__TASK DIRECTIONS__:
For each line of the material below, give that line again word for word.
----
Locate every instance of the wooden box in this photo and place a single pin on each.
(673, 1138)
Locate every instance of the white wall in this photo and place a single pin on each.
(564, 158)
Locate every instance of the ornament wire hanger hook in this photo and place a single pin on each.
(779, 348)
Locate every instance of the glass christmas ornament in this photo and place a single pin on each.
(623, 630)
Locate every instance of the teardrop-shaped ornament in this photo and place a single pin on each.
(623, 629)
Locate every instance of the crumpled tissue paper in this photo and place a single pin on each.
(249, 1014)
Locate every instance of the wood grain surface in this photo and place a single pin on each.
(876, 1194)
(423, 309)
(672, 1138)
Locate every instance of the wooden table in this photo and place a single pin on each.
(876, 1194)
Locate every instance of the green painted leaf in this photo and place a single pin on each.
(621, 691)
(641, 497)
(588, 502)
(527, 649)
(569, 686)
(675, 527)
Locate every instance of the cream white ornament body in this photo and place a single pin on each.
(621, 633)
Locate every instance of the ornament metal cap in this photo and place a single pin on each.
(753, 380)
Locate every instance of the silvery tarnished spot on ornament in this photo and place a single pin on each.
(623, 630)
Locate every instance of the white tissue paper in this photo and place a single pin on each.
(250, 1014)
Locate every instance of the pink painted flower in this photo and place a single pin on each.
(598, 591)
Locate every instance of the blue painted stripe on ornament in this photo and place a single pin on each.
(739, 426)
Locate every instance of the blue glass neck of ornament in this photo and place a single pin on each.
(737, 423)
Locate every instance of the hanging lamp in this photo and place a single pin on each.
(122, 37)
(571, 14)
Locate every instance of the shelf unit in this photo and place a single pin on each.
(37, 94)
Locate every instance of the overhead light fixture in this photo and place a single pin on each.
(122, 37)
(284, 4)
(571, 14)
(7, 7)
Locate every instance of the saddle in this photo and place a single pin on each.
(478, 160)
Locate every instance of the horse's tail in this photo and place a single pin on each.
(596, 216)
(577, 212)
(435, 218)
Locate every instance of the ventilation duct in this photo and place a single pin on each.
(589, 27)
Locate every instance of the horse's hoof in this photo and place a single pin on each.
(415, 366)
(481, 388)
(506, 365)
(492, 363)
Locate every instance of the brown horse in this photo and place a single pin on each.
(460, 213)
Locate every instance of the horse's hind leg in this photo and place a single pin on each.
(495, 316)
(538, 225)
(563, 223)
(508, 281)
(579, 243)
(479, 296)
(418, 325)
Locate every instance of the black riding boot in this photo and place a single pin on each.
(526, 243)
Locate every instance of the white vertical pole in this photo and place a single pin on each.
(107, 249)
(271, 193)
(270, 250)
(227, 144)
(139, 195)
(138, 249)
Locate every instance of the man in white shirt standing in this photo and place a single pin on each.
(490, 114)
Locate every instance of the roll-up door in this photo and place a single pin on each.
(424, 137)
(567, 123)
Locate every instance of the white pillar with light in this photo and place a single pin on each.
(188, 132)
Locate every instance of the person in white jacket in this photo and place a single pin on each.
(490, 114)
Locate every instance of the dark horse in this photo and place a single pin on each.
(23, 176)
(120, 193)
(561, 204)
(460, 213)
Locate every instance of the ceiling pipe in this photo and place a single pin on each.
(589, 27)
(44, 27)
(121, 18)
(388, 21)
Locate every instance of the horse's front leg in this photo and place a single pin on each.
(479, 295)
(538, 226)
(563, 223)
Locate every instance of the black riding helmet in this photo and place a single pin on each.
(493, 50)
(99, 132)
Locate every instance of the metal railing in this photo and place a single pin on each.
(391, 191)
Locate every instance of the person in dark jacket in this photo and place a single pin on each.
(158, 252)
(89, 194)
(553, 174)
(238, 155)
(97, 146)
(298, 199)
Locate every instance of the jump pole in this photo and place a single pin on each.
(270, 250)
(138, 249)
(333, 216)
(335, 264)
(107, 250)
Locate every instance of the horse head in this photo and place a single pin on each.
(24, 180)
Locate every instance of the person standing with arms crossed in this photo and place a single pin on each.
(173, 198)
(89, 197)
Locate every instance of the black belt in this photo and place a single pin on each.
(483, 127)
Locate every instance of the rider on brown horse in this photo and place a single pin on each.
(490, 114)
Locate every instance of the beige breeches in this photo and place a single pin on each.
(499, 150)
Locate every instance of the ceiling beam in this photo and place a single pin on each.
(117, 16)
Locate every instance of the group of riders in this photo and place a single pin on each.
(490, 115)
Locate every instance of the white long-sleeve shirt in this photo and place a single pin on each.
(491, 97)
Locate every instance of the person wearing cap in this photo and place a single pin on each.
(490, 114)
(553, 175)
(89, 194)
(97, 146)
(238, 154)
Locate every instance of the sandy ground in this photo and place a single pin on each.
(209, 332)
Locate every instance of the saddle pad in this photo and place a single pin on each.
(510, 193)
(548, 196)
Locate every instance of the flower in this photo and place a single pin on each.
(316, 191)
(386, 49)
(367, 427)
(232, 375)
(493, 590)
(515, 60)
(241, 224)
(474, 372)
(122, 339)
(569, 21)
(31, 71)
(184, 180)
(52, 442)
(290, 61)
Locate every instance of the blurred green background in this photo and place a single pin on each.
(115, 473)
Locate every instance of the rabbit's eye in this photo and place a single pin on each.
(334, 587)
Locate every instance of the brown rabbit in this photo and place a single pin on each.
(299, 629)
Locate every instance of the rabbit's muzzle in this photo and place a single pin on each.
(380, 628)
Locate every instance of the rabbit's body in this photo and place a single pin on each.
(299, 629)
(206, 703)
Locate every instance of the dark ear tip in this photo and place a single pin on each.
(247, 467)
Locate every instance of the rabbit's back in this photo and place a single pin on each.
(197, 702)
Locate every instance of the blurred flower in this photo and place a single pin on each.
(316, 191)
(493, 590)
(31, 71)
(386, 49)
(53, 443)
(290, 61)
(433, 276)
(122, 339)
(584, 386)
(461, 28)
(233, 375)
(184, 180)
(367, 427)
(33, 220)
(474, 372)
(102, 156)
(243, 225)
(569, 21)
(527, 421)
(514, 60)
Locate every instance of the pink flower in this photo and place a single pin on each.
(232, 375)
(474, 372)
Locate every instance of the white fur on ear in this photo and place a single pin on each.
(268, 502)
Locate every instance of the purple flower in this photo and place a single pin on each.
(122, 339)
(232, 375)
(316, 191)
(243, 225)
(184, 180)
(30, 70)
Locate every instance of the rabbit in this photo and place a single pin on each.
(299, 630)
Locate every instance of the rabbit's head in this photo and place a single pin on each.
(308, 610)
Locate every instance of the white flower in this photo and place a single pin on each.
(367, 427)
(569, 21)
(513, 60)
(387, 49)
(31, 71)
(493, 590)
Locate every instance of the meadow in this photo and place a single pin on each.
----
__SOLUTION BELOW__:
Locate every instance of the wooden box in this photo and place a single pin on each.
(673, 1138)
Locate every instance of the white wall in this photo and place a single pin on each.
(564, 158)
Locate every instance of the ornament wire hanger hook in this photo and place a single pin on each.
(779, 348)
Locate every instance of the glass christmas ornament in this photo and place a single pin on each.
(623, 630)
Locate every instance of the teardrop-shaped ornament in this photo and place a single pin on each.
(623, 629)
Locate every instance of the crumpled tissue paper in this photo and place a single pin on each.
(249, 1014)
Locate every instance of the wood grain surface in this photo and place a single pin on each.
(876, 1194)
(423, 309)
(672, 1138)
Locate every instance of the wooden table in this photo and place a single pin on each.
(876, 1194)
Locate every instance of the green painted leaf in this photo and place a single pin on each.
(621, 691)
(641, 497)
(588, 502)
(527, 649)
(569, 686)
(675, 527)
Locate every instance of the cream white ornament body in this photo and place a single pin on each.
(621, 633)
Locate every instance of the ornament metal cap in this photo and place a single pin on each.
(753, 380)
Locate every instance of the silvery tarnished spot on ornament in this photo and place a single pin on each.
(623, 630)
Locate every instance of the white tissue paper in this photo and place a single pin on each.
(250, 1014)
Locate every instance of the pink painted flower in this photo and place a single pin on each.
(598, 591)
Locate every instance of the blue painted stripe on ornament in this photo and place a single pin on each.
(739, 426)
Locate every instance of the blue glass neck of ornament in this photo and place a single pin on each.
(737, 423)
Locate every instance of the hanging lamp in this photo and place a single pin on each.
(122, 37)
(571, 14)
Locate every instance of the shelf unit in this photo and place a single pin on each.
(37, 94)
Locate every instance of the overhead light fixture in this photo and place a single pin on each.
(122, 37)
(284, 4)
(571, 14)
(7, 7)
Locate every instance of the saddle in this photo and place a single pin on each.
(478, 160)
Locate every instance of the horse's tail in this photo and place a single pin on each.
(596, 216)
(577, 212)
(435, 218)
Locate every instance of the ventilation duct in this photo and place a single pin on each.
(589, 27)
Locate every instance of the horse's hoof in this photo and place a single pin on each.
(415, 366)
(481, 388)
(506, 365)
(492, 363)
Locate every instance of the brown horse in this photo and place a single pin on each.
(460, 213)
Locate every instance of the horse's hind leg in this photo and place a single pin on each.
(495, 316)
(538, 225)
(563, 223)
(508, 281)
(579, 243)
(479, 296)
(418, 325)
Locate every instance of the black riding boot in this photo and place a single pin on each.
(526, 243)
Locate every instance of the white vertical pole in this photo and place a single pin on each.
(107, 249)
(271, 193)
(270, 250)
(227, 144)
(139, 195)
(138, 249)
Locate every instance of the man in white shirt standing in this photo and place a single pin on each.
(490, 114)
Locate every instance of the roll-up door in this photo and place a single pin on each.
(424, 137)
(567, 123)
Locate every instance of the white pillar with light in this photo and place a single pin on each.
(188, 132)
Locate every instance of the person in white jacket in this photo and place a single pin on each.
(490, 114)
Locate every instance of the dark horse in this photo and place a single pin on each.
(23, 176)
(120, 193)
(561, 204)
(460, 213)
Locate every instance of the ceiling pipe in this photo and place a single pin on each.
(589, 27)
(44, 27)
(121, 18)
(388, 21)
Locate every instance of the horse's front leg in this photo and place a single pin on each.
(479, 295)
(538, 226)
(563, 223)
Locate every instance of the black riding helmet in this photo and place a single pin on each.
(493, 50)
(99, 132)
Locate every instance of the metal railing in this photo and place a single pin on each.
(391, 191)
Locate every instance of the person in dark jacket in this photo and place a single pin on each.
(158, 252)
(89, 194)
(553, 174)
(238, 155)
(97, 146)
(298, 199)
Locate every instance of the jump pole in this photo and place a single pin on each.
(270, 250)
(138, 249)
(333, 216)
(335, 264)
(107, 250)
Locate every instance of the horse head in this photo and place a single pin on each.
(24, 180)
Locate every instance of the person standing with arms crossed in this photo and place a single pin on each.
(173, 198)
(89, 197)
Locate every instance of the black belt in this photo and place a single pin on each.
(483, 127)
Locate every instance of the rider on brown horse in this photo and place a single pin on each.
(490, 114)
Locate every instance of the beige breeches in this photo and place a single pin on each.
(499, 150)
Locate every instance of the ceiling beam in this photo and place a single pin on each.
(117, 16)
Locate every instance of the group of riders in this photo and place a single pin on each.
(490, 115)
Locate every instance of the white long-sleeve shirt in this photo and place a single pin on each.
(491, 97)
Locate every instance of the person wearing cap in this photo and place a single pin on each.
(490, 114)
(553, 175)
(89, 194)
(97, 146)
(238, 154)
Locate every instance of the sandy ground in this photo and place a single pin on each.
(209, 332)
Locate every instance of the saddle pad in this photo and place a single pin on each.
(510, 193)
(548, 196)
Locate every instance of the flower in this photo and place a single pin on each.
(316, 191)
(386, 49)
(367, 427)
(232, 375)
(493, 590)
(515, 60)
(241, 224)
(474, 372)
(122, 339)
(569, 21)
(31, 71)
(184, 180)
(52, 442)
(290, 61)
Locate every instance of the blurred green background in this photo and place a single pin on each.
(115, 473)
Locate every instance of the rabbit's eye in this photo and place a single pin on each.
(334, 587)
Locate every instance of the brown rabbit in this photo and place a single pin on each.
(299, 629)
Locate every instance of the rabbit's muzzle in this photo and place a single pin on each.
(380, 628)
Locate every instance of the rabbit's body in this photo and place a single pin on each.
(299, 629)
(206, 703)
Locate every instance of the dark ear tip in this photo and place a single pin on each.
(247, 467)
Locate every instance of the rabbit's back in this photo and place a single pin on each.
(197, 702)
Locate every instance of the blurred flower in this photo and place a single pin on each.
(316, 191)
(493, 590)
(31, 71)
(386, 49)
(53, 443)
(290, 61)
(433, 276)
(122, 339)
(584, 386)
(461, 28)
(233, 375)
(184, 180)
(367, 427)
(33, 220)
(474, 372)
(102, 156)
(243, 225)
(569, 21)
(527, 421)
(514, 60)
Locate every instance of the pink flower in this photo and place a single pin on each.
(232, 375)
(474, 372)
Locate every instance of the white fur on ear in this photo and place a single pin on each.
(268, 502)
Locate every instance of the purple flower in this photo and place a single pin on each.
(122, 339)
(232, 375)
(316, 191)
(243, 225)
(184, 180)
(30, 70)
Locate every instance of the rabbit in this photo and place a single pin on each.
(299, 630)
Locate every instance of the rabbit's head in this photo and place a single pin on each.
(308, 610)
Locate every instance of the white flower in this photo and place a single pin on each.
(367, 427)
(569, 21)
(513, 60)
(387, 49)
(31, 71)
(493, 590)
Locate every instance of the meadow in this photo and place a single pin on each.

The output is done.